Direction:
Word for word, repeat the lines of the records from the one containing "Target: shallow stream" through the last line, both included.

Entries supplied:
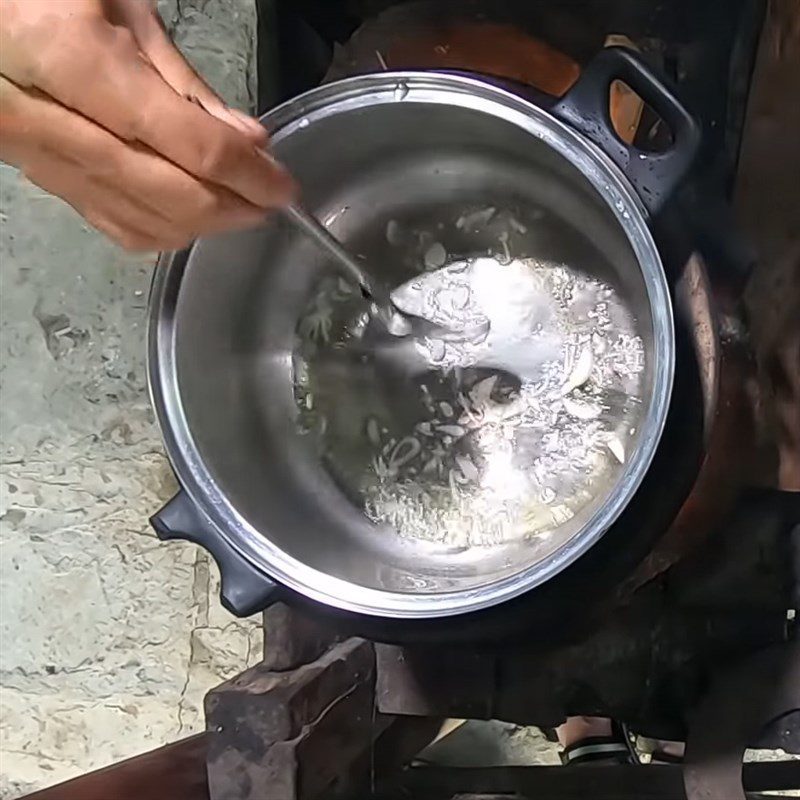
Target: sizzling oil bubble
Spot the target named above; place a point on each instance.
(512, 434)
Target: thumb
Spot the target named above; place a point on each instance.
(143, 21)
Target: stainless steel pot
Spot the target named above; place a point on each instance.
(224, 313)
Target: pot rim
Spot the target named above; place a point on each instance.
(256, 548)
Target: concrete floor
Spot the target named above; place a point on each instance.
(108, 639)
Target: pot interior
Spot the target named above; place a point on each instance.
(420, 162)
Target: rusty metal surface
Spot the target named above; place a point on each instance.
(603, 782)
(293, 638)
(294, 733)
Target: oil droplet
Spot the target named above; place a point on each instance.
(401, 91)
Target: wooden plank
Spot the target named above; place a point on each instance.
(174, 772)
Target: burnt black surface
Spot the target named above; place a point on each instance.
(707, 48)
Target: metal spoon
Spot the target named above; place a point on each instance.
(315, 230)
(392, 319)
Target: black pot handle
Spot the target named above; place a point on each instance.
(585, 107)
(244, 589)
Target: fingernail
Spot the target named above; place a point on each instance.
(252, 124)
(286, 186)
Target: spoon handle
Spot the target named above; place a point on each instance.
(313, 229)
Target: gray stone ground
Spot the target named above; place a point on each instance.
(108, 639)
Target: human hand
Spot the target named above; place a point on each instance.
(98, 107)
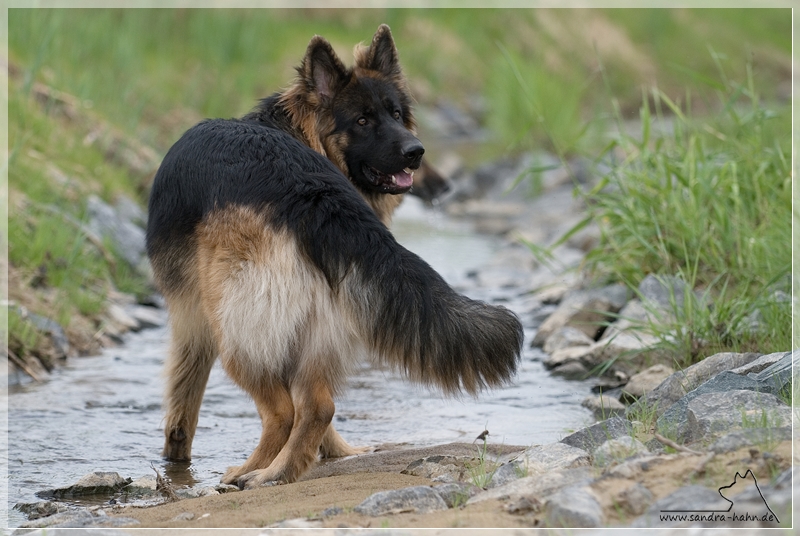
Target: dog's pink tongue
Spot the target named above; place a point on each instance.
(403, 179)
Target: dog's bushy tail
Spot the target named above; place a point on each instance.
(419, 325)
(405, 312)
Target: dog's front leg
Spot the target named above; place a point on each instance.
(313, 411)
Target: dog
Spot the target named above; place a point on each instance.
(268, 239)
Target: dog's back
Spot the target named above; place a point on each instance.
(267, 255)
(276, 259)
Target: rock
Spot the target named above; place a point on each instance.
(183, 516)
(456, 494)
(226, 488)
(646, 380)
(750, 437)
(553, 294)
(627, 351)
(773, 379)
(689, 499)
(666, 292)
(633, 468)
(588, 439)
(193, 493)
(541, 459)
(539, 485)
(632, 317)
(586, 310)
(507, 473)
(563, 356)
(79, 519)
(571, 371)
(96, 483)
(616, 450)
(635, 499)
(127, 238)
(566, 337)
(523, 505)
(451, 467)
(141, 487)
(712, 413)
(759, 364)
(682, 382)
(419, 499)
(129, 210)
(573, 508)
(603, 406)
(41, 509)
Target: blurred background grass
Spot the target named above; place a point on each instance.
(118, 82)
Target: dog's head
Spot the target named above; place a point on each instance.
(362, 115)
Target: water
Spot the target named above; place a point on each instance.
(103, 413)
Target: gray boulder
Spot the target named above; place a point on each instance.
(573, 508)
(540, 459)
(677, 385)
(715, 413)
(586, 310)
(96, 483)
(588, 439)
(617, 450)
(126, 237)
(419, 499)
(774, 379)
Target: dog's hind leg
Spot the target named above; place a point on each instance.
(191, 356)
(276, 410)
(334, 446)
(313, 411)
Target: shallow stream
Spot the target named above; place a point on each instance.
(104, 413)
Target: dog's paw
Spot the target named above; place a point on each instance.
(232, 475)
(362, 450)
(258, 479)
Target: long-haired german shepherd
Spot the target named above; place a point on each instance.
(269, 257)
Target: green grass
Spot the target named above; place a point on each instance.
(707, 199)
(482, 469)
(540, 78)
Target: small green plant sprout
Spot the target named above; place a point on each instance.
(459, 499)
(482, 470)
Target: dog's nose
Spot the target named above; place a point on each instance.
(413, 151)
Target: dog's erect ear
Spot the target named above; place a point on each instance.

Task answer:
Target: shallow stream
Spot the target named above; place a point on each instance.
(104, 413)
Target: dog's paw
Spot the target named above; place a point on each instance.
(232, 475)
(362, 450)
(258, 479)
Target: long-haired german shepherd
Spot the target named above; place a point on each instance.
(269, 257)
Target: green grass
Spot the target named above; place a point on each instance.
(707, 199)
(482, 469)
(540, 78)
Target: small green plant sprout
Spot the target named above; place a point on each instance.
(459, 499)
(482, 470)
Target: dog's nose
Spot the target named above; place a point on each instance.
(413, 151)
Target: dog's erect ear
Spot the target named above; place a point on each instance.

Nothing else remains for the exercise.